◆ Goal of the exercise ◆
Every record should be written out exactly, please.

*** Data provided

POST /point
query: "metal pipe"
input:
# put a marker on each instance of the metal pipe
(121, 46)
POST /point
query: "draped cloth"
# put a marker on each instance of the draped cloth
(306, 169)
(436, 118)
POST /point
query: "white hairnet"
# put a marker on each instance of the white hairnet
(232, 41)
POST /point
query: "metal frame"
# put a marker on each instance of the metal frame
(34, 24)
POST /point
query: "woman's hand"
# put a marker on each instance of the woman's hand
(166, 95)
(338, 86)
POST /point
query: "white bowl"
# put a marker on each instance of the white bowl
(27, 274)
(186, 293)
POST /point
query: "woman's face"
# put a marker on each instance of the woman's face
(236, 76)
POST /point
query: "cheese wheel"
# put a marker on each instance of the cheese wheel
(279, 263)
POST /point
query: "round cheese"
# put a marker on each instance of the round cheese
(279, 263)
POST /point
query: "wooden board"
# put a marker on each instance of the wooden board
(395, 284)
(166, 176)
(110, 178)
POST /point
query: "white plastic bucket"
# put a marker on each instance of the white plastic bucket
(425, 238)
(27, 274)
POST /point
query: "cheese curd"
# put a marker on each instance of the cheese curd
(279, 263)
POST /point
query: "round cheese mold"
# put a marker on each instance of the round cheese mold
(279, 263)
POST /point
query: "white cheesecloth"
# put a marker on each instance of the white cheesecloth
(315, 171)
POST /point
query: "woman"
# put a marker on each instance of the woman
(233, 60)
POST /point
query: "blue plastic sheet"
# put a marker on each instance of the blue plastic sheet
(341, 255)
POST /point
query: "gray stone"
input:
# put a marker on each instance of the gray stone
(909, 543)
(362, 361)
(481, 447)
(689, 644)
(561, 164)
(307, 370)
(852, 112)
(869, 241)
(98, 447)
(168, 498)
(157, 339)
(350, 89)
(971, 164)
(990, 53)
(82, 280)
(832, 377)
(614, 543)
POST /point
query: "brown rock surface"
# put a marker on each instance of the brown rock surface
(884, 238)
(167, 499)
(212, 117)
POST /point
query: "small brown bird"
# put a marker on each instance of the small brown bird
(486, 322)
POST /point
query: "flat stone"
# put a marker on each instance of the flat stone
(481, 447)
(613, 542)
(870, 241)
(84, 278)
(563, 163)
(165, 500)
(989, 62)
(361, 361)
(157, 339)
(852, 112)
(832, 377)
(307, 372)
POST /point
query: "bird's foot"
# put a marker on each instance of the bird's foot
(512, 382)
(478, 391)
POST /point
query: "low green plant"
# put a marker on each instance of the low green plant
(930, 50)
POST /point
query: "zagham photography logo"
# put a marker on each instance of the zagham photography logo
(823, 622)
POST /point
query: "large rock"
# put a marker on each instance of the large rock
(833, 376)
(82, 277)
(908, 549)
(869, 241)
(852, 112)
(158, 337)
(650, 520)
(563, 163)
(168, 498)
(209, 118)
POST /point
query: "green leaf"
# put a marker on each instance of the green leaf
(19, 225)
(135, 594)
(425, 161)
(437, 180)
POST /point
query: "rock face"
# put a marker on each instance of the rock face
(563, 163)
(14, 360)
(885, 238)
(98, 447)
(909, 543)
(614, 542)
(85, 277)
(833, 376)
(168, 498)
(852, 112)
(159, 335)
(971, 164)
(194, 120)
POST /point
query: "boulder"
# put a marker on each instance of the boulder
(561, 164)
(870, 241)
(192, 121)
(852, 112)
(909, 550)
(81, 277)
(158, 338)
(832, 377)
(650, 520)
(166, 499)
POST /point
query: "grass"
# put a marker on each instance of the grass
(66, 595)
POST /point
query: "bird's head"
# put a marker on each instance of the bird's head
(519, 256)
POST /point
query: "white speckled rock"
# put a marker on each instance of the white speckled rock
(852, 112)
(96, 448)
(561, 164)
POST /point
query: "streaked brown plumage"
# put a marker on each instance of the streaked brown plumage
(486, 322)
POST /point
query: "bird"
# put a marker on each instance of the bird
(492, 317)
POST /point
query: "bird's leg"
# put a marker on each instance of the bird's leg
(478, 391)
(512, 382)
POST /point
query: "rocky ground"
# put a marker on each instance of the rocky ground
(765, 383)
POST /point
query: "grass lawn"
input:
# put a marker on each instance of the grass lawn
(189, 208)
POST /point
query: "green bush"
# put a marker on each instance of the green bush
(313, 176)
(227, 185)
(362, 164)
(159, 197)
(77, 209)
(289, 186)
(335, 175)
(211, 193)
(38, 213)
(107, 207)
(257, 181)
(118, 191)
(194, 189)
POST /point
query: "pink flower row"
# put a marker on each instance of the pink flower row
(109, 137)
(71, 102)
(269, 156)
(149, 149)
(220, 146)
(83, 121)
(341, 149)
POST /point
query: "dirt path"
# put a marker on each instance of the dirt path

******

◆ Exercise output ◆
POST /point
query: "metal pipe"
input:
# put a marker on each instance of the metal pipe
(121, 46)
POST /point
query: "draped cloth"
# put a marker on each instance of the draped cloth
(306, 169)
(436, 118)
POST /point
query: "white hairnet"
# put a marker on each instance of the white hairnet
(232, 41)
POST /point
query: "metal frame"
# put a marker on each instance of the metal frame
(34, 24)
POST /point
query: "woman's hand"
# put a marker on each instance of the woman's hand
(166, 95)
(338, 86)
POST /point
query: "white bowl"
# put a marker on each instance of the white bowl
(27, 274)
(186, 293)
POST /point
query: "woman's face"
# put a marker on each instance of the woman's face
(236, 76)
POST /point
query: "cheese wheel"
# put a marker on each instance of the cheese wheel
(279, 263)
POST /point
query: "round cheese"
# put a marker on each instance of the round cheese
(279, 263)
POST /point
query: "wooden board"
# put a marker on each instance of the wooden board
(395, 284)
(166, 176)
(110, 178)
POST /point
query: "white plastic bucket"
# put a marker on each instance of the white plastic bucket
(425, 238)
(27, 274)
POST /point
query: "cheese curd"
# put a marker on each instance of the cheese curd
(279, 263)
POST /point
query: "round cheese mold"
# put a marker on each instance of the round cheese mold
(279, 263)
POST /point
query: "white cheesecloth"
# put a marker on each instance of the white cheesecloth
(315, 171)
POST /point
query: "woman"
# put a marker on each instance of the woman
(233, 60)
POST /point
query: "blue plastic sheet"
# put a marker on each instance of the blue plastic sheet
(341, 255)
POST /point
query: "gray stone"
input:
# put a marker on each instance of the gray stone
(909, 543)
(362, 361)
(481, 447)
(689, 644)
(561, 164)
(307, 370)
(852, 112)
(869, 241)
(98, 447)
(168, 498)
(157, 339)
(350, 89)
(971, 164)
(990, 53)
(82, 280)
(832, 377)
(614, 543)
POST /point
query: "brown rock surface"
# put a marker on each instance of the brown rock surface
(884, 238)
(167, 499)
(212, 117)
POST /point
query: "small brown bird"
# put a marker on each instance of the small brown bird
(486, 322)
POST /point
query: "flat stone"
# put a marker on each instance of the flat stone
(481, 447)
(613, 542)
(870, 241)
(84, 278)
(563, 163)
(165, 500)
(989, 62)
(361, 361)
(157, 339)
(852, 112)
(832, 377)
(307, 372)
POST /point
query: "bird's foot"
# put a marker on each instance of the bird's foot
(512, 382)
(478, 391)
POST /point
query: "low green plant"
# put a marker on each instance of the low green plant
(930, 50)
POST /point
query: "zagham photography logo"
# put a marker on each instance of the zagham photography logo
(823, 622)
POST /point
query: "large rock"
# put a marker on each instance of the large rock
(833, 376)
(82, 277)
(908, 549)
(869, 241)
(852, 112)
(158, 337)
(650, 520)
(563, 163)
(168, 498)
(209, 118)
POST /point
query: "green leaf"
# put a marker on each instance of the green leaf
(19, 225)
(135, 594)
(425, 161)
(437, 180)
POST /point
query: "rock face"
# put a marker on each instance of the rock face
(563, 163)
(14, 360)
(885, 238)
(98, 447)
(909, 543)
(614, 542)
(85, 277)
(833, 376)
(168, 498)
(852, 112)
(159, 335)
(971, 164)
(194, 120)
POST /point
query: "boulder"
# put a marker on each instance of the boulder
(561, 164)
(870, 241)
(192, 121)
(852, 112)
(909, 550)
(81, 277)
(158, 338)
(832, 377)
(650, 520)
(166, 499)
POST /point
query: "grass"
# put a marker on each instance of the grass
(66, 595)
POST /point
query: "bird's head"
# put a marker on each instance of the bird's head
(519, 256)
POST /point
query: "white speckled rock"
# put a marker on each instance of the white speckled rock
(852, 112)
(96, 448)
(561, 164)
POST /point
query: "streaked brown plumage"
# put a marker on each instance of the streaked brown plumage
(486, 322)
POST /point
query: "bird"
# put a marker on each instance of the bird
(492, 317)
POST /point
query: "bird's leg"
# put a marker on each instance of the bird's leg
(478, 391)
(512, 382)
POST /point
query: "rocky ground"
# put a marker on each instance of the rocky ground
(765, 383)
POST /point
query: "grass lawn"
input:
# put a marker on each instance of the grass lawn
(189, 208)
POST /point
query: "green bush"
# put a marker on each instance of the green bush
(313, 176)
(227, 185)
(362, 164)
(159, 197)
(77, 209)
(289, 186)
(335, 175)
(211, 193)
(38, 213)
(107, 207)
(257, 181)
(118, 191)
(194, 189)
POST /point
query: "pink flower row"
# put a marker on each instance of the pink flower row
(109, 137)
(71, 102)
(269, 156)
(149, 149)
(220, 146)
(83, 121)
(341, 149)
POST /point
query: "dirt path"
# put a marker on each instance of the dirt path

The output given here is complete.